*Source excerpt*.
╔══

Use of component tensor product in quantum mechanics?

[jk22]

suppose we consider the measurement operator A=diag(1,-1).

Then the tensor product of A by itself is in components : A\otimes A=a_{ij}a_{kl}=c_{ijkl}

giving c_{1111}=c_{2222}=1, c_{1122}=c_{2211}=-1 and all other component 0.

to diagonalize a tensor of order 4, we write :

c_{ijkl}b_{kl}=\lambda b_{ij}

hence in matrix form : \left(\begin{array}{cc} a-d & 0\\0 & -a+d\end{array}\right)=\lambda\left(\begin{array}{cc}a & b\\c & d\end{array}\right)

we have 2 cases :

\lambda\neq 0\Rightarrow b=c=0,a=-d\Rightarrow\lambda=2

the other case has eigenvalue 0.

Hence if we use the tensor product in component (instead of Kronecker product), we don't get an isomorphism for the eigenvalue, in other words the eigenvalues of the tensor product of operators is not the product of the eigenvalues.

Does anyone know if the tensor product has any meaning in quantum mechanics ?

╚══

Pointing records:
╔══

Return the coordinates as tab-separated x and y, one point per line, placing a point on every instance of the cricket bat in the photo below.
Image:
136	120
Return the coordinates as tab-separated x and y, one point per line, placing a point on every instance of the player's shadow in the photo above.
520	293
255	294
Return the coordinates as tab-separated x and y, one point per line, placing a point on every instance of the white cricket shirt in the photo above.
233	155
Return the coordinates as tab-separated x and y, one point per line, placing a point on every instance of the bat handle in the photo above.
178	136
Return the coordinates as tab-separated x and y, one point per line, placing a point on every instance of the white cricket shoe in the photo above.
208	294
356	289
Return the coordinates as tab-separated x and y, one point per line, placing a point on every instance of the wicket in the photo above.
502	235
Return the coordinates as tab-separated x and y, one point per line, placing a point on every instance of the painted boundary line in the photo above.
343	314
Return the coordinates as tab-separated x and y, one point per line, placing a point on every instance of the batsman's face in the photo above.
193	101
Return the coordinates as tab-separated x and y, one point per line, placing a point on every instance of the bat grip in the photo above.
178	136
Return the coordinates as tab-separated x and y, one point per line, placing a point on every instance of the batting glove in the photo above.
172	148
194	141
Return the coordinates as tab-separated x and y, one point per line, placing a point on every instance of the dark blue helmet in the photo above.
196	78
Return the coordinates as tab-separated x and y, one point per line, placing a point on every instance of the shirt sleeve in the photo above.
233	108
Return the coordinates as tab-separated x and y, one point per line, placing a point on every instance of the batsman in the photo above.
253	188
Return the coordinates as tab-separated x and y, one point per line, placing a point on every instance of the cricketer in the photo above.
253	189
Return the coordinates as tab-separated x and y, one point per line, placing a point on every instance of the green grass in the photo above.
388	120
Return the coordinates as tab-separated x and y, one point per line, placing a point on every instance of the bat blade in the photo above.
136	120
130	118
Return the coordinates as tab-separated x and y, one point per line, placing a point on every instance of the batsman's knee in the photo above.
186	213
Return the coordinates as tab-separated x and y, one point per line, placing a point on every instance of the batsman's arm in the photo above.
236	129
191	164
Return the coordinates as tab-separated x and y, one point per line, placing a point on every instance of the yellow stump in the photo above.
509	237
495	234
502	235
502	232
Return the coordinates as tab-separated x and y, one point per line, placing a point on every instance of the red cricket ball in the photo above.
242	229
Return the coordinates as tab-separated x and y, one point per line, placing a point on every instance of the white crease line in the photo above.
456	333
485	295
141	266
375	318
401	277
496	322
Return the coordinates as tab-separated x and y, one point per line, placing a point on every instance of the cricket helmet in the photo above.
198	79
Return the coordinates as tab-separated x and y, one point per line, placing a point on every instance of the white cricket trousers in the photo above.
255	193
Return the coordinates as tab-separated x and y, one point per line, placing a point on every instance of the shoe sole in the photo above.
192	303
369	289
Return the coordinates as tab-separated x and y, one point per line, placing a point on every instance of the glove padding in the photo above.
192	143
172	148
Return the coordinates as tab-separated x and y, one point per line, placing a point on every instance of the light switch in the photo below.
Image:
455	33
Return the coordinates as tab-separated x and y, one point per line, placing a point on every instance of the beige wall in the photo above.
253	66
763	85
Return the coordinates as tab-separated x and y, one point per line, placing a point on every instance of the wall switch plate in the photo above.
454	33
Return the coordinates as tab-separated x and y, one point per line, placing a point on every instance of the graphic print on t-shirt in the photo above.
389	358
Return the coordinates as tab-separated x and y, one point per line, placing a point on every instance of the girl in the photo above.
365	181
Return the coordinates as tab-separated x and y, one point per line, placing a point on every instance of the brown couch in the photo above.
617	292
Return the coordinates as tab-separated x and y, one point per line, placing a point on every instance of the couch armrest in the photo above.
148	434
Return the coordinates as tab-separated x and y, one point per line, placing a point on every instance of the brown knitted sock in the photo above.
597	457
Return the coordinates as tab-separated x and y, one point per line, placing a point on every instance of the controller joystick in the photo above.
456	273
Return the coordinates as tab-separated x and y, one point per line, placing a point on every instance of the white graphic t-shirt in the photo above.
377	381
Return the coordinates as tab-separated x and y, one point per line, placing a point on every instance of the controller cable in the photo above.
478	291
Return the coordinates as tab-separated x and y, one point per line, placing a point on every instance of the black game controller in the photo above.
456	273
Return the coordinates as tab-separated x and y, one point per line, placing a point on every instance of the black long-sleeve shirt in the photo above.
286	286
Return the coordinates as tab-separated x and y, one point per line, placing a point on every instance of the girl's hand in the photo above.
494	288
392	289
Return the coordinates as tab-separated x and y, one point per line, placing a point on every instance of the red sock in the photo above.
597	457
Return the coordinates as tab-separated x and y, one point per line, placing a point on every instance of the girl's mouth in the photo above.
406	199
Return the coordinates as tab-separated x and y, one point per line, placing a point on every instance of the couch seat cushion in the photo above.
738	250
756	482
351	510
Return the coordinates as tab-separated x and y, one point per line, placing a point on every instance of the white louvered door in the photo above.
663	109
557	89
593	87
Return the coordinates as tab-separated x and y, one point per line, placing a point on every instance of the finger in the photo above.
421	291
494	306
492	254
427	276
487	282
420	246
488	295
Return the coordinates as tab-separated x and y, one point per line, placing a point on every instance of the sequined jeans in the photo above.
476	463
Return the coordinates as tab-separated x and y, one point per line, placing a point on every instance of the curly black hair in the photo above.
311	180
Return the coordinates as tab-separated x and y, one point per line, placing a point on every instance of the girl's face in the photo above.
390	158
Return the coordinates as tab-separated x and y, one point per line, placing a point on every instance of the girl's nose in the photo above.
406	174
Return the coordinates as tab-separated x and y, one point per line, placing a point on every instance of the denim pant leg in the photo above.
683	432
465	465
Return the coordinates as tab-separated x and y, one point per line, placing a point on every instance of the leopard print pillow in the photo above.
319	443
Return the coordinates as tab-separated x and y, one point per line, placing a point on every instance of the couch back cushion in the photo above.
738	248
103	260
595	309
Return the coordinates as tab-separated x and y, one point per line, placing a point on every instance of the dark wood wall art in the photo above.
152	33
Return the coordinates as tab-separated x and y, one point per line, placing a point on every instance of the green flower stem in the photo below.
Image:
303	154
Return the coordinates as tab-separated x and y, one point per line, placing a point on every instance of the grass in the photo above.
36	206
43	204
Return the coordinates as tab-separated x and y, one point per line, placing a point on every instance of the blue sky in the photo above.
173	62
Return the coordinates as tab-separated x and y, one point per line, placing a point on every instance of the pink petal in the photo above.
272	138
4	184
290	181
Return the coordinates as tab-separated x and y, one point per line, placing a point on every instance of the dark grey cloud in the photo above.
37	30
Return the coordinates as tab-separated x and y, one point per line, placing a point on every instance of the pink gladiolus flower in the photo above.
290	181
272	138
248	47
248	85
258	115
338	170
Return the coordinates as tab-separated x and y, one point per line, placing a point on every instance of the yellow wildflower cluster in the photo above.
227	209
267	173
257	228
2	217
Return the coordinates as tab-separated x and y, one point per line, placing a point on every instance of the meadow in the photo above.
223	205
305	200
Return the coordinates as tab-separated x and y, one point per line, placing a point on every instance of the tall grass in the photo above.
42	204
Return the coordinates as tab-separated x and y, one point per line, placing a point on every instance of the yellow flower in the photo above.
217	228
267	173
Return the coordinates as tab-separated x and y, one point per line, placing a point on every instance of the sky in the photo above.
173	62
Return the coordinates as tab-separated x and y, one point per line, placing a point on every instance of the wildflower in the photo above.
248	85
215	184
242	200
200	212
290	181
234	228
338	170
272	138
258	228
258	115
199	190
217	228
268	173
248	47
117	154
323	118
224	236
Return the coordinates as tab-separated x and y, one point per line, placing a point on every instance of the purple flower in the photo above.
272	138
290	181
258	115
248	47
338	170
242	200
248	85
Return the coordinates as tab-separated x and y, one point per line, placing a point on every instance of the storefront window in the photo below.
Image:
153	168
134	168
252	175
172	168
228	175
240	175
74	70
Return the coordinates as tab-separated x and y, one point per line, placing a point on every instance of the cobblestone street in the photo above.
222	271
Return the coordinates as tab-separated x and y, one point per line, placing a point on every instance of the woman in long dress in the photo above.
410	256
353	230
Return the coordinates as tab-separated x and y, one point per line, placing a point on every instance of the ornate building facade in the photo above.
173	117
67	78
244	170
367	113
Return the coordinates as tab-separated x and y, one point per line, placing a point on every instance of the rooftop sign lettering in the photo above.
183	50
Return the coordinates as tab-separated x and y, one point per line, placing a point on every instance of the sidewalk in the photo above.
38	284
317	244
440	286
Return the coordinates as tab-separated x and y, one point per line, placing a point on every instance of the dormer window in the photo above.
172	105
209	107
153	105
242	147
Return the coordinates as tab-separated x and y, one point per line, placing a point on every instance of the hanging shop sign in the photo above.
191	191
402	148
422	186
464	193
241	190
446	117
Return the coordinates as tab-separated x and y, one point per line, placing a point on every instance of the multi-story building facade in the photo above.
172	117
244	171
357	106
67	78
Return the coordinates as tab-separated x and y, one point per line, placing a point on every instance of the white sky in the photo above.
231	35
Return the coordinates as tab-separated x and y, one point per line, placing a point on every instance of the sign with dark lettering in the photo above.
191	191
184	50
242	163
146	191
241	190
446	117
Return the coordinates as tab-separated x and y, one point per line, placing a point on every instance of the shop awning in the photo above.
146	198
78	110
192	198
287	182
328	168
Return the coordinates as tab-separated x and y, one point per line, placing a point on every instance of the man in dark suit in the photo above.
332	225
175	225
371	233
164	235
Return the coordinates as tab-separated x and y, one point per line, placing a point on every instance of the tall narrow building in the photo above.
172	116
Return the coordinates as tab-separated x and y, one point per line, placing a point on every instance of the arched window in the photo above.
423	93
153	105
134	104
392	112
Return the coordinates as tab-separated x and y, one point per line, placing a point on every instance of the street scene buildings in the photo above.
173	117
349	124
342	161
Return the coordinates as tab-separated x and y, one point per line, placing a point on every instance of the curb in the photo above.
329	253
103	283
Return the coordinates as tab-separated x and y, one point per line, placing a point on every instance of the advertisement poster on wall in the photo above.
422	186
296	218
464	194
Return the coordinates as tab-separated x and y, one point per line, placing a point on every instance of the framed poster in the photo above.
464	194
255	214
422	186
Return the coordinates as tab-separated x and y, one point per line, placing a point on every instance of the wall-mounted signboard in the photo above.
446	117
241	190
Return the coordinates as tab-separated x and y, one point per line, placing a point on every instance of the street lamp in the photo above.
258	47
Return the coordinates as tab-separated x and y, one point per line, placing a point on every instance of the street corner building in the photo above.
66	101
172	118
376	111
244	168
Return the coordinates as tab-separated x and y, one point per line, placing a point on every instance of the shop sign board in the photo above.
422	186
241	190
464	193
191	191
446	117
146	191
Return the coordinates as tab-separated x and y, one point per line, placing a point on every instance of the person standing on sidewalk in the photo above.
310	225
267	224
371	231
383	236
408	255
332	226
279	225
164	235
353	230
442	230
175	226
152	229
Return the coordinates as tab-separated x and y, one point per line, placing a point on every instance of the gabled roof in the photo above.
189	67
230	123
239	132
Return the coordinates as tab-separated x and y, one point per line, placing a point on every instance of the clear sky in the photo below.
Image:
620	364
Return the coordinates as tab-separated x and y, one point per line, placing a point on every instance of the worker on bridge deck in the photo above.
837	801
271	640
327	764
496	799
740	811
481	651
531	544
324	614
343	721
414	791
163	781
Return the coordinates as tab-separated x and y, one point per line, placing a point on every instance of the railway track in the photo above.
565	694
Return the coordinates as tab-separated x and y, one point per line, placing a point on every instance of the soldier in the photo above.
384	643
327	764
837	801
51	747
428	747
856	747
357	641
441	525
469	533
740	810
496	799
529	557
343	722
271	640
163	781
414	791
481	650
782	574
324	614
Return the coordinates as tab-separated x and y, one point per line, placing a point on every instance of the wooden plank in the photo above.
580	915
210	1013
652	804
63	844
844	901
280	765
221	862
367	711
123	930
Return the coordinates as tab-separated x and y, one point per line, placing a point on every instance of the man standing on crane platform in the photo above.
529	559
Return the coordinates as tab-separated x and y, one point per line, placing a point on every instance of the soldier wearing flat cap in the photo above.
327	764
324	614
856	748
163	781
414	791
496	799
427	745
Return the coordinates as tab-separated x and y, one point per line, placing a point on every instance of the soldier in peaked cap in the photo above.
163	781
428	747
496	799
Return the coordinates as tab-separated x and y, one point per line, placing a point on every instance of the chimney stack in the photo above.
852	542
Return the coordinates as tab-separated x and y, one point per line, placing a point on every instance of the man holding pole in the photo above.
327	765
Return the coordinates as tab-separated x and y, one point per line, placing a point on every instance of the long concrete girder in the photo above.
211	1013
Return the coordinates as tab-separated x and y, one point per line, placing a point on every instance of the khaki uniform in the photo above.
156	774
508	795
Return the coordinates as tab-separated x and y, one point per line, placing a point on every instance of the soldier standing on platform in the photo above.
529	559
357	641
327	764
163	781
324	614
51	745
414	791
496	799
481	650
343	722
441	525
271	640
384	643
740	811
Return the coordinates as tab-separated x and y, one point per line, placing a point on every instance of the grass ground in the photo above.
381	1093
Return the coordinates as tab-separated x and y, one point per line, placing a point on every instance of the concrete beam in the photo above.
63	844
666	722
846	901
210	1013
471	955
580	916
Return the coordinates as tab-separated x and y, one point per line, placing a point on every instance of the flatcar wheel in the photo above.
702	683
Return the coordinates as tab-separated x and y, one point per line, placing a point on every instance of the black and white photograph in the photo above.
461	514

╚══

*Parts of the exercise*.
1. In the thread on the tensor product in quantum mechanics, what measurement operator does the poster start with?
2. Resume the thread on the tensor product in quantum mechanics from the point where it stops.

*Responses to the tasks*.
1. A = diag(1, -1).

2.
 

[Bill_K]

Don't understand. The definition of the tensor product is
A \otimes B = \left( \begin{array}{cccc}a_{11}b_{11}&a_{11}b_{12}&a_{12}b_{11}&a_{12}b_{12} \\a_{11}b_{21}&a_{11}b_{22}&a_{12}b_{21}&a_{12}b_{22} \\a_{21}b_{11}&a_{21}b_{12}&a_{22}b_{11}&a_{22}b_{12} \\a_{21}b_{21}&a_{21}b_{22}&a_{22}b_{21}&a_{22}b_{22} \end{array} \right)
Substitute your form for A, and what you get is sure enough diagonal, with eigenvalues ±1.

 

[jk22]

Indeed. I made a mistake, the application of the tensor on the multivector is C_{ijkl}d_{jl}

Thanks for your help.